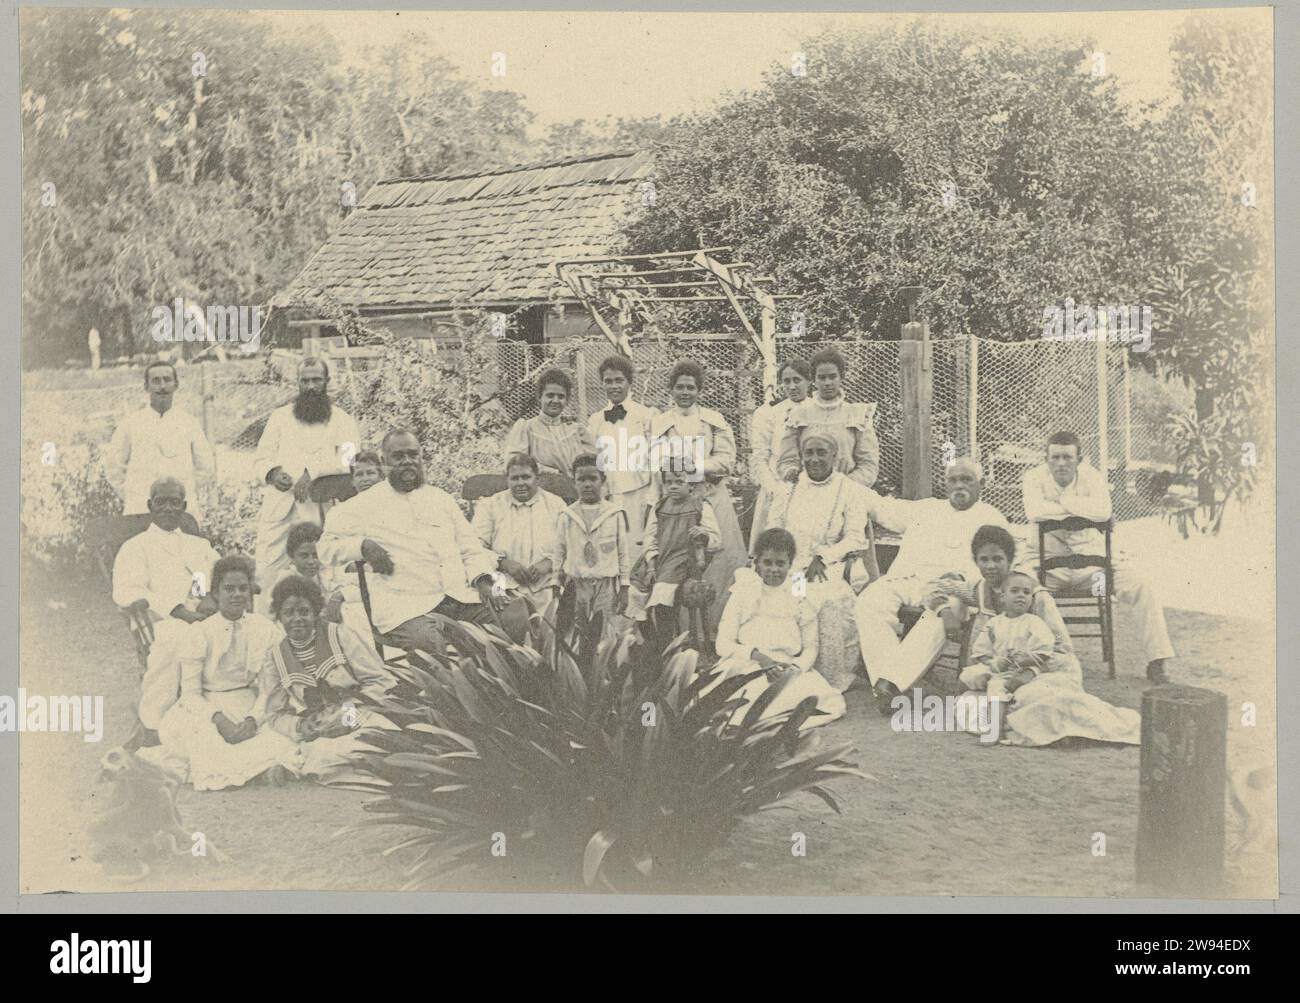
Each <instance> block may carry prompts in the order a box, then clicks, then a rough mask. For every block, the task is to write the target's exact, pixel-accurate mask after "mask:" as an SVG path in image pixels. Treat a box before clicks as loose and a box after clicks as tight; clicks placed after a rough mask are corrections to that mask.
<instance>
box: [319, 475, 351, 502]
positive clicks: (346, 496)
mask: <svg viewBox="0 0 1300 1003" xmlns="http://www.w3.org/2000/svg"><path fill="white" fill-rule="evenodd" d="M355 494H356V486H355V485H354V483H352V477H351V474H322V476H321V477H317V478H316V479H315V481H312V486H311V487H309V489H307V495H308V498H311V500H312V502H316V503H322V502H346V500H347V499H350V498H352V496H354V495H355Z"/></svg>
· · · · ·
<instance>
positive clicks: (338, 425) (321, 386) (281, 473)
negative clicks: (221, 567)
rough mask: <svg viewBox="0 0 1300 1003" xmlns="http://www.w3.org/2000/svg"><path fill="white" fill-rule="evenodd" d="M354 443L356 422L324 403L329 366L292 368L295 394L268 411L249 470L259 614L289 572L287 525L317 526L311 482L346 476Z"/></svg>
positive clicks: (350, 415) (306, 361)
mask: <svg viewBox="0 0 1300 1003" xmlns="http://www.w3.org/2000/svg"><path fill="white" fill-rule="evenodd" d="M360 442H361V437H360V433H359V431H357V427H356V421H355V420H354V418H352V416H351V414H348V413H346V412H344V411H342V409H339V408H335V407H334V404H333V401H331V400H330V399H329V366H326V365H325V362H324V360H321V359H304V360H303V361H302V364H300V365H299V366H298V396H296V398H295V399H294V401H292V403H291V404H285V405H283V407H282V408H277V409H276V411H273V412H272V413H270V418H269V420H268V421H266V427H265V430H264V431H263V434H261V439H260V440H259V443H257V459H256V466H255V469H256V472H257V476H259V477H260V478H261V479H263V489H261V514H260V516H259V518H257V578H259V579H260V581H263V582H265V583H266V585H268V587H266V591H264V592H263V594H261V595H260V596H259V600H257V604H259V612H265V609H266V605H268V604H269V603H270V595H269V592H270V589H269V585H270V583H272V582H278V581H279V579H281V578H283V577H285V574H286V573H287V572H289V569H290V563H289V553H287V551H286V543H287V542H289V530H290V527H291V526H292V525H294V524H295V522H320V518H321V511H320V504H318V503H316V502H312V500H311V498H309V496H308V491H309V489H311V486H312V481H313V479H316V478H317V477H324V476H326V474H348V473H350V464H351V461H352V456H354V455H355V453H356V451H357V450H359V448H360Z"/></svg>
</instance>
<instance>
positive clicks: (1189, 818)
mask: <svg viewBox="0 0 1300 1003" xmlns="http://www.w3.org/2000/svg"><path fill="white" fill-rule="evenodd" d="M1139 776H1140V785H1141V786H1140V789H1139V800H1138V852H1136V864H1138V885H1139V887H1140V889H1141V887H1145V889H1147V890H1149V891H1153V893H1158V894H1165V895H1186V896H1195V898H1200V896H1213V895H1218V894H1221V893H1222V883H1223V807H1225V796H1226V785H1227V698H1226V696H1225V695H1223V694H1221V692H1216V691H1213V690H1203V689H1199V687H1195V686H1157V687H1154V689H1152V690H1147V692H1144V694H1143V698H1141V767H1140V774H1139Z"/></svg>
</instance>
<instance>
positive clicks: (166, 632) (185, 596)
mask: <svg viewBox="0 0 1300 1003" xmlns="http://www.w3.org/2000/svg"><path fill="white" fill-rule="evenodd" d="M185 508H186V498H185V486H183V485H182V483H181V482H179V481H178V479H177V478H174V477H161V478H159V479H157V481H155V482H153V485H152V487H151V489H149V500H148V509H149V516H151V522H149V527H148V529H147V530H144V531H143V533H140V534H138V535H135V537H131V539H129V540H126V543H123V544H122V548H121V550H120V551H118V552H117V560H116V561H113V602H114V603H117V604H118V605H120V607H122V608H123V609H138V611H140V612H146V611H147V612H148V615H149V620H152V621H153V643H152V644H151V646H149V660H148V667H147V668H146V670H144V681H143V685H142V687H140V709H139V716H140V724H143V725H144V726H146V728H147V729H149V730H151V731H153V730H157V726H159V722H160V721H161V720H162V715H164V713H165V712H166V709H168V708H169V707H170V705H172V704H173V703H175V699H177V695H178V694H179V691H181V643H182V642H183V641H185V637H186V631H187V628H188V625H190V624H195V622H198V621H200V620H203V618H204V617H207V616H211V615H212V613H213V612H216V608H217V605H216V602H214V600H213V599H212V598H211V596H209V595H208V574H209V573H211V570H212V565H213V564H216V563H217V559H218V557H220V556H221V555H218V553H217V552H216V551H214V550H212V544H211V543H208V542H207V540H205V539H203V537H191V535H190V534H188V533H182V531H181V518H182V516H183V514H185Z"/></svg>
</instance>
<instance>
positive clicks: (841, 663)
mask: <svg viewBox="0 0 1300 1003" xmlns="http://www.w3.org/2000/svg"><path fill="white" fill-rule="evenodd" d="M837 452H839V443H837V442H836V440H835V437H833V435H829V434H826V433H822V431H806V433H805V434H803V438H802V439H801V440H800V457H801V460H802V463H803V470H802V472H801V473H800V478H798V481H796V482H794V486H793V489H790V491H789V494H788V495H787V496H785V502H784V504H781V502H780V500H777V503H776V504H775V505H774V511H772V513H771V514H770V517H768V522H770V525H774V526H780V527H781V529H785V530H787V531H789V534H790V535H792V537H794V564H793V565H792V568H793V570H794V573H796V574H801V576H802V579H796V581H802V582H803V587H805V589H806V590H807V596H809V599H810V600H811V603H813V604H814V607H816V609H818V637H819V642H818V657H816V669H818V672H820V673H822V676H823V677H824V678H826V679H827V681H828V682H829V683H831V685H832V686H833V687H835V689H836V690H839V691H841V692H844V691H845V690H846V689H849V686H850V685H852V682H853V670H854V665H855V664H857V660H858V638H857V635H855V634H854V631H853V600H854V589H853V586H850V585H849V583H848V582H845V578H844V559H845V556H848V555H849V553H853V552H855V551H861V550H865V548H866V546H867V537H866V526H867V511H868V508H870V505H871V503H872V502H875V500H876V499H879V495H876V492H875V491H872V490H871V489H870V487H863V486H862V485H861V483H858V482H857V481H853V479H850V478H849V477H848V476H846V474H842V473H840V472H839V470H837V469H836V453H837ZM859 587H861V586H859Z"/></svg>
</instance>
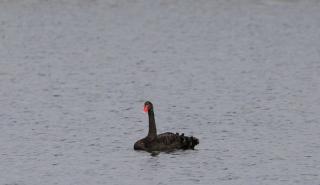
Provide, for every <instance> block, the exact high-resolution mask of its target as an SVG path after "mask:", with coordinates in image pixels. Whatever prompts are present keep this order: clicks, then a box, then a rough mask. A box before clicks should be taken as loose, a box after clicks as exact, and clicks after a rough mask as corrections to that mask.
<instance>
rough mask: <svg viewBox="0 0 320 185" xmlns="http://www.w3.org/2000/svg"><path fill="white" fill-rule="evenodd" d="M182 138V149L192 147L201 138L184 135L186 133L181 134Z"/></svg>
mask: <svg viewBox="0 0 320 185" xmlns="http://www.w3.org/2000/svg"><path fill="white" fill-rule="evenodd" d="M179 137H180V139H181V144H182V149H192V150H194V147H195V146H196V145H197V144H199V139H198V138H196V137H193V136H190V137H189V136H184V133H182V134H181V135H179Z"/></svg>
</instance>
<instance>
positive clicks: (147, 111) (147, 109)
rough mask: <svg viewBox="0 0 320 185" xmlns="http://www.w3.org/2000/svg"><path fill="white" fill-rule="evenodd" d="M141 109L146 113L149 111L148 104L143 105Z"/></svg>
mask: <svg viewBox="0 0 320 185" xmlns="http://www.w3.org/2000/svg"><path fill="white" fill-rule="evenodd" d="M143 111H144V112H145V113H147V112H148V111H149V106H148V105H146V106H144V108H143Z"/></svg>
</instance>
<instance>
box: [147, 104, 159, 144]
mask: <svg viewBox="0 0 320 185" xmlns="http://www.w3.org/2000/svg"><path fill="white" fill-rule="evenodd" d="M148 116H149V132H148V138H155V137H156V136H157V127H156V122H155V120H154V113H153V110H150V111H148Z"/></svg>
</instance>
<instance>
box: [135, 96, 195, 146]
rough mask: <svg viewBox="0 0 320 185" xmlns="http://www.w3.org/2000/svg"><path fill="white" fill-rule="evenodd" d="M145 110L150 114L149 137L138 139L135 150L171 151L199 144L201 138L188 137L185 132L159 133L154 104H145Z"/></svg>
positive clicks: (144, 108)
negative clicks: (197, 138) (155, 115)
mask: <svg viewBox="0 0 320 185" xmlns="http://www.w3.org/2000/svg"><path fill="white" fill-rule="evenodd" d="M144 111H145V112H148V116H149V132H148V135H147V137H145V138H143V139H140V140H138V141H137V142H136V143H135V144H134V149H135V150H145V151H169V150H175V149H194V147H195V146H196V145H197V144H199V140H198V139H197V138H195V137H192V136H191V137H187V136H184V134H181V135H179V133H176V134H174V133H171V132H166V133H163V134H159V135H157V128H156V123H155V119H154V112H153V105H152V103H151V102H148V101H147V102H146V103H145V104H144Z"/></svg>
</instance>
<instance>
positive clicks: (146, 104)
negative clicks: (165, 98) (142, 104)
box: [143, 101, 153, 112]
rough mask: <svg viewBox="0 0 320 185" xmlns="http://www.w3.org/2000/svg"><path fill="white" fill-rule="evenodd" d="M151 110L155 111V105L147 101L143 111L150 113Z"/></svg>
· · · · ·
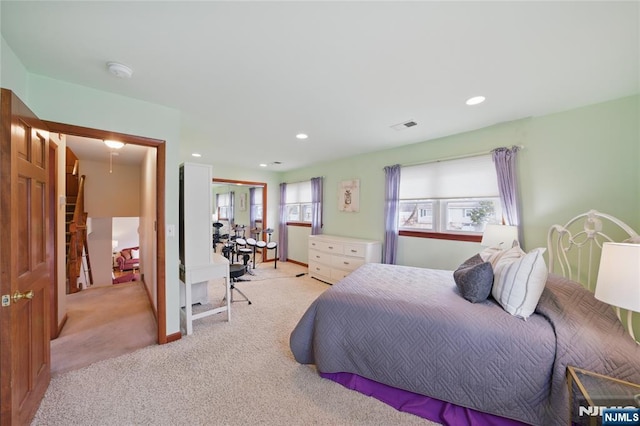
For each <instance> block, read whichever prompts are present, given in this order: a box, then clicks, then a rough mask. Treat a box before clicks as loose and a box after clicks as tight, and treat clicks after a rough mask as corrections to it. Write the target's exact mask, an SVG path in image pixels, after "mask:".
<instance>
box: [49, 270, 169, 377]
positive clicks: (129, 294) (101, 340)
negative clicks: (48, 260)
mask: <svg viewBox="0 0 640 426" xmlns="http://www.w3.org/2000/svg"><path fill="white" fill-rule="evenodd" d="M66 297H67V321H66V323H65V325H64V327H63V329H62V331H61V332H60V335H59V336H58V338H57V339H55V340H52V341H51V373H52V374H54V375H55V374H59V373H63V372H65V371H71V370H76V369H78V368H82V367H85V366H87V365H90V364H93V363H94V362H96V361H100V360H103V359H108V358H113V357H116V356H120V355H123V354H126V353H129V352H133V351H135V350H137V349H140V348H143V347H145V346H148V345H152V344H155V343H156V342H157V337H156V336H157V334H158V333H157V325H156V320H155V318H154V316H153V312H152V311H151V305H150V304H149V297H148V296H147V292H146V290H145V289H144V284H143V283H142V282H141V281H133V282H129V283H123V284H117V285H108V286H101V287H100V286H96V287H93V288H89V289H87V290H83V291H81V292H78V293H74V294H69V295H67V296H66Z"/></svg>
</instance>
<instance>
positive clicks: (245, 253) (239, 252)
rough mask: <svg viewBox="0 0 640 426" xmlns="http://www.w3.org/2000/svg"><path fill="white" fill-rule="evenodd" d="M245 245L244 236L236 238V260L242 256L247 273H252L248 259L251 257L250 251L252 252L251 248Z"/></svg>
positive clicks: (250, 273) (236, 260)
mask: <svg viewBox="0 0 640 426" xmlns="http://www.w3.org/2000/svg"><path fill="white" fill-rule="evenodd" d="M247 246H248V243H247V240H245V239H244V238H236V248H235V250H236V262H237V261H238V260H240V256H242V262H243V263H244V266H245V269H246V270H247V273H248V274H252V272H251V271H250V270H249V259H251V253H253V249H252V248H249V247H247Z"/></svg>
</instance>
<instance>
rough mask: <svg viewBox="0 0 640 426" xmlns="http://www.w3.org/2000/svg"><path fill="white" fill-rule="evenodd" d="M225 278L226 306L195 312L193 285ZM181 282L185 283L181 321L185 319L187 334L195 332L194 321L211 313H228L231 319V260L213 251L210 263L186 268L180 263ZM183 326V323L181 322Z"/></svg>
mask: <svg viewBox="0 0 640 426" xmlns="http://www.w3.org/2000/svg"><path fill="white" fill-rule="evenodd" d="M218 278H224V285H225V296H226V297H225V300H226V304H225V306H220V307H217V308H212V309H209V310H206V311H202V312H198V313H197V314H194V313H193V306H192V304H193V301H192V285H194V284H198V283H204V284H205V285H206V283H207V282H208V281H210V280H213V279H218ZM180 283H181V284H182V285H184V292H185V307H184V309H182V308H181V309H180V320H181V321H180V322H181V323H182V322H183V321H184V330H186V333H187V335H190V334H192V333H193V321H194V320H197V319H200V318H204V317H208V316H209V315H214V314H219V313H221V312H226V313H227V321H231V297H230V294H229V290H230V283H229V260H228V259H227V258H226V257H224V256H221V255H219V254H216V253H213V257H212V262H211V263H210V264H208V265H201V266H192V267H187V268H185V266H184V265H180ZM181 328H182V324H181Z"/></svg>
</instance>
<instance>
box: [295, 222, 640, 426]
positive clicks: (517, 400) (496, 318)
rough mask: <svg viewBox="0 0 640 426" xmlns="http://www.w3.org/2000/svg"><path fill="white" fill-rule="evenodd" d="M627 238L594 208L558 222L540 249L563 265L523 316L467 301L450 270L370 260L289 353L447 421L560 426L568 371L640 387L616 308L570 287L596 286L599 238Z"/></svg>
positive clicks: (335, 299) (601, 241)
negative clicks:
· · · · ·
• _How to complete this task_
Find each line in the data above that contains the word "pixels", treating uppercase and lowercase letters as different, and copy those lines in full.

• _Result for this exercise_
Each <instance> block may carry prompts in the order a box, then clicks, then a rough mask. For every block, the task is to write the target's exact, pixel-accurate mask after "mask:" as an SVG path in image pixels. Treat a box before clicks as loose and a box after clicks as tight; clicks placed after a rough mask are corrections to that mask.
Provide, for every <instance> block, the exact high-resolution mask of its target as an SVG path after "mask:", with coordinates in image pixels. Whatever prompts are present keep this order: clicks, then a box, then a rough mask. A box before clicks should be taken as loose, a box after clicks as exact, and clicks after a rough mask as corrections to that mask.
For each <instance> block, read whichever prompts are present, given in this order: a box, then clicks, then a rough mask. Treat a box before clicks as loose and a box after clicks as tight, and treat clicks after a rough mask as corrections to it. Write the target's exact mask, an SVG path in image pixels, after "mask:".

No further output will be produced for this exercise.